— Point annotation entries —
• • •

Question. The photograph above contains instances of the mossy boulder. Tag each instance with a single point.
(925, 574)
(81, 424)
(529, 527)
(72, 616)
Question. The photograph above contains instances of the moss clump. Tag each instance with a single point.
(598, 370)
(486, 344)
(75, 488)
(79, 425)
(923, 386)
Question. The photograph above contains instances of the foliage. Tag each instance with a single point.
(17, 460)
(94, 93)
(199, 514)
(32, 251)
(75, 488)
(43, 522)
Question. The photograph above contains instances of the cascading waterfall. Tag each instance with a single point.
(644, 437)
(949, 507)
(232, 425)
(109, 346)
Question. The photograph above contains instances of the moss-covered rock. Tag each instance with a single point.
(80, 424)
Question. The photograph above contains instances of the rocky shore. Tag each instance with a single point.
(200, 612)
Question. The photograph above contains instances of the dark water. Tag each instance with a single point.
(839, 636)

• • •

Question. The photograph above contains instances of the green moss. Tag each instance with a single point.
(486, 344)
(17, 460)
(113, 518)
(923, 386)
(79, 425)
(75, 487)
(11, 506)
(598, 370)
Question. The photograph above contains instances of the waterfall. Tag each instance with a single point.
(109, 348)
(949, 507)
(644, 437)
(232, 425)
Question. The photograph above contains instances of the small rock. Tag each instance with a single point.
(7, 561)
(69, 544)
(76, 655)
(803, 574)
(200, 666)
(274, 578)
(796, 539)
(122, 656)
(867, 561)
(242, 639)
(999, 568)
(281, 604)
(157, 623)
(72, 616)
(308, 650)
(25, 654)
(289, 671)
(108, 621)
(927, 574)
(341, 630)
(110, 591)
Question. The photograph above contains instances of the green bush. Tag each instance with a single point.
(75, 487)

• • •

Please identify each line in the entries above that contains the word "green" and copy those lines out in full.

— Final answer —
Question. The photograph above contains instances of the green moss. Tag each instance with a single point.
Question. The photograph above contains instances of the green bush. Tag each instance with a single point.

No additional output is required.